- Tarefas do exercício
(A) Transcreva o trecho do excerto que começa em "Passei a sala" e termina em "aos seus pensamentos.", incluindo essas palavras.
(B) Segundo o excerto, que classe conseguiu a Dona Olímpia tirar graças às explicações recebidas?

- Excerto fornecido
============
Voar como o Sr. Abílio
Crónica publicada hoje na revista do "i", "Nós, Rurais"... Continuam as reclamações de que jornal e/ourevista não chegam a muitos pontos de venda (incluindo em Lisboa...), reclamações para revista@ionline.pt ou geral@ionline.pt ...
Passei a sala principal do “Café Pinto”, o corredor que dava acesso ao pátio traseiro, subi umas escadas e a Dona Luísa, ao entrarmos numa cozinha misturada com varanda-entretanto-marquise, olhou para o Sr. Abílio, sentado numa cadeira a olhar o vazio, e disse assim:
- Pois ali está ele, entregue aos seus pensamentos.
Dona Luísa queria que eu ditasse sentença sobre o seu marido anestesiado, porque eu era um miúdo dotado que já tinha dado à Dona Olímpia explicações suficientes que lhe permitiram tirar a quarta classe, e daí a carta de condução. Mas, aos 12 anos, de psicologia percebia o mesmo que percebo hoje, aos 45. Nada.
============
[Entradas de dados]
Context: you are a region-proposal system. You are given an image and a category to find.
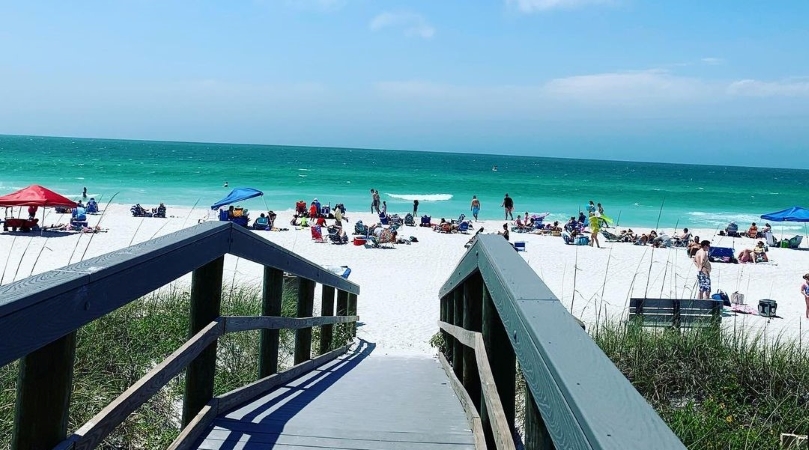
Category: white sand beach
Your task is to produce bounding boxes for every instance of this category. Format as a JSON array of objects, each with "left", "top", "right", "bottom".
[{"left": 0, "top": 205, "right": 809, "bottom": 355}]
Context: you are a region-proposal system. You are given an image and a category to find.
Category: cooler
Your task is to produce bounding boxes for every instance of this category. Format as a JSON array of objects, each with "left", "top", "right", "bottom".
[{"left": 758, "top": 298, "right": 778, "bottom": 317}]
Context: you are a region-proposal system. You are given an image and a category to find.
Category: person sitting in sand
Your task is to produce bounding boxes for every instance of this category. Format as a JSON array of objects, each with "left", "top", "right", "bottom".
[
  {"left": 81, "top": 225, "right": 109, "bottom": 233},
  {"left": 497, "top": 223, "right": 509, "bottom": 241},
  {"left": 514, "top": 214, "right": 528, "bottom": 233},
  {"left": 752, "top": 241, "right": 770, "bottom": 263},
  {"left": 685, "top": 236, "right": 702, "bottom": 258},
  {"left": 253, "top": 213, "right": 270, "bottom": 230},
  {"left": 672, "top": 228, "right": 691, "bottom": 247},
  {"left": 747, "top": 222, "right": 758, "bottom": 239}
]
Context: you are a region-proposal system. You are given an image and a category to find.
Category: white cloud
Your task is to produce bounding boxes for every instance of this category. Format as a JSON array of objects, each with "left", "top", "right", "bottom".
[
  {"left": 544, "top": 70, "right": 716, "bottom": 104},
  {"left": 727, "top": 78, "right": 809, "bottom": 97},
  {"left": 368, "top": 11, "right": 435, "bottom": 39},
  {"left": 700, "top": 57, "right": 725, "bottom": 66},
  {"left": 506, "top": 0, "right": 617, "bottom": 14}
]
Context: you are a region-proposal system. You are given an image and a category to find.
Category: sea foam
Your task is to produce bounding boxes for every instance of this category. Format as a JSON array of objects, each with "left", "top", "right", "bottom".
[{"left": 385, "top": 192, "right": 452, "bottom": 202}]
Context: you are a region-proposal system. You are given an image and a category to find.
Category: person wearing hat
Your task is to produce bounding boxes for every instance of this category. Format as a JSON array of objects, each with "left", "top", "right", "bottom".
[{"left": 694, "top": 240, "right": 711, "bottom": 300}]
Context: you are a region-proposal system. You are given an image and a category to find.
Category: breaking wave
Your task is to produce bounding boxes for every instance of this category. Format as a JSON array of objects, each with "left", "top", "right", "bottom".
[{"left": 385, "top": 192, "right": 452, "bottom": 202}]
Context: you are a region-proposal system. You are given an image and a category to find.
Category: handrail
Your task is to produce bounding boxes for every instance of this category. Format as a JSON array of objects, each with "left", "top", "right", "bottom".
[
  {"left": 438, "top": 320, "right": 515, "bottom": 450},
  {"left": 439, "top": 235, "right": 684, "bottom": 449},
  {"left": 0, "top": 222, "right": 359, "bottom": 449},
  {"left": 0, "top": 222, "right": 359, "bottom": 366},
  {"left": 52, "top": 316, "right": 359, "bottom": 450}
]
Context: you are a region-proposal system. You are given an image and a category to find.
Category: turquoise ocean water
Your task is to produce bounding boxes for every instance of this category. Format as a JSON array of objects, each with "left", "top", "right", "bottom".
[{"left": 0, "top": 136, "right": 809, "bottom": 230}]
============
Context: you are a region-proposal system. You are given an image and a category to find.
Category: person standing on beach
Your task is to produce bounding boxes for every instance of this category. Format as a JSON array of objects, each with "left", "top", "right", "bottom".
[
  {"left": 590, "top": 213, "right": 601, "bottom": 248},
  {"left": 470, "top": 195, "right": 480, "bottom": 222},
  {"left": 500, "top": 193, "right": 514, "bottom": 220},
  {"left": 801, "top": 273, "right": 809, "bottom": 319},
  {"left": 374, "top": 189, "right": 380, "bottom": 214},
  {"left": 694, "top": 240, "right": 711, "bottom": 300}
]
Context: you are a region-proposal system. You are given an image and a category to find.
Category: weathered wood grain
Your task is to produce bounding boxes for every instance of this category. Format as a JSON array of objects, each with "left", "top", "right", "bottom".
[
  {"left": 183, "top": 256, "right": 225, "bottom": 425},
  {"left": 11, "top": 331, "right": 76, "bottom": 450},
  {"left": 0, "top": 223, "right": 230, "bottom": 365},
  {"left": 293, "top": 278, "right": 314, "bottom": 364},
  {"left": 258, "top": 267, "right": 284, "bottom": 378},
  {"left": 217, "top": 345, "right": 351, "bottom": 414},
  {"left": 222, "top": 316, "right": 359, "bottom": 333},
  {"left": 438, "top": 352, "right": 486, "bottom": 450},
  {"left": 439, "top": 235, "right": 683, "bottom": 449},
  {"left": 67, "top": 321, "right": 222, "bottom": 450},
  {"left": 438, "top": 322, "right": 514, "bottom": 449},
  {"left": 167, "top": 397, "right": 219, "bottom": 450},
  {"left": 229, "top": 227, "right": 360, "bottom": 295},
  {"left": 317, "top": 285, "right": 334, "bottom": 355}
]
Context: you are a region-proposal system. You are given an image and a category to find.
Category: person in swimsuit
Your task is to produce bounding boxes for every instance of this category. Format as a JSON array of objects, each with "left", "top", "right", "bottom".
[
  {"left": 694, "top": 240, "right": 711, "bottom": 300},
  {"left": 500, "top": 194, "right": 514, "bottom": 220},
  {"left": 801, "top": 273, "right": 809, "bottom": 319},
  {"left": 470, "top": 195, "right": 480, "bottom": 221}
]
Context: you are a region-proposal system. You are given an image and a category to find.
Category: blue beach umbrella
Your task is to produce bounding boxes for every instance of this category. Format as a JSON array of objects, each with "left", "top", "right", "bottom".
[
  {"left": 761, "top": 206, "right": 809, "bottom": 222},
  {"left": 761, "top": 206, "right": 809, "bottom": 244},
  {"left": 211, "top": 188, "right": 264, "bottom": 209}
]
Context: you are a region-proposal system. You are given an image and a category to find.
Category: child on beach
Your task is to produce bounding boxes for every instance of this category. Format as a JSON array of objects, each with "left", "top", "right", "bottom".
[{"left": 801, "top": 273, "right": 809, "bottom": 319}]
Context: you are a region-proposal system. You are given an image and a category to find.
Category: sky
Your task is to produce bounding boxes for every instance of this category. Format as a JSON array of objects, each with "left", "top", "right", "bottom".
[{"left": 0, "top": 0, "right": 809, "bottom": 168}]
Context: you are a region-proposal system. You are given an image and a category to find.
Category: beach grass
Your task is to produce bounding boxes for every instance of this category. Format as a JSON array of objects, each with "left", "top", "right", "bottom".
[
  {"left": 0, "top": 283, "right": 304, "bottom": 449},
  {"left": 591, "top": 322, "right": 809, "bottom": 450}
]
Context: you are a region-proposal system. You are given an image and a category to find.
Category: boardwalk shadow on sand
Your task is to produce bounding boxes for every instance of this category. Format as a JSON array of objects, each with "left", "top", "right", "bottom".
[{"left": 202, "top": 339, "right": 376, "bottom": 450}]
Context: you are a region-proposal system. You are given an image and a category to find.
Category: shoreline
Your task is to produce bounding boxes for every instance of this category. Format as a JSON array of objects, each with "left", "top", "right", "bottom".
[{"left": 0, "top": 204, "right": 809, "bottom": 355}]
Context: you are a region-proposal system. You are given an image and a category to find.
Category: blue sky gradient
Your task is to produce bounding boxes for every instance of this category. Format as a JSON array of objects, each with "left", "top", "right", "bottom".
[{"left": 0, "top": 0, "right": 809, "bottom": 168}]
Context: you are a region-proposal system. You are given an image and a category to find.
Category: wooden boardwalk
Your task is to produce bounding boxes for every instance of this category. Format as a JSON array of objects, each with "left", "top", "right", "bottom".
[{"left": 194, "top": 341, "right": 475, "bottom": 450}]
============
- Respostas do exercício
(A)
Passei a sala principal do “Café Pinto”, o corredor que dava acesso ao pátio traseiro, subi umas escadas e a Dona Luísa, ao entrarmos numa cozinha misturada com varanda-entretanto-marquise, olhou para o Sr. Abílio, sentado numa cadeira a olhar o vazio, e disse assim:
- Pois ali está ele, entregue aos seus pensamentos.

(B) A quarta classe.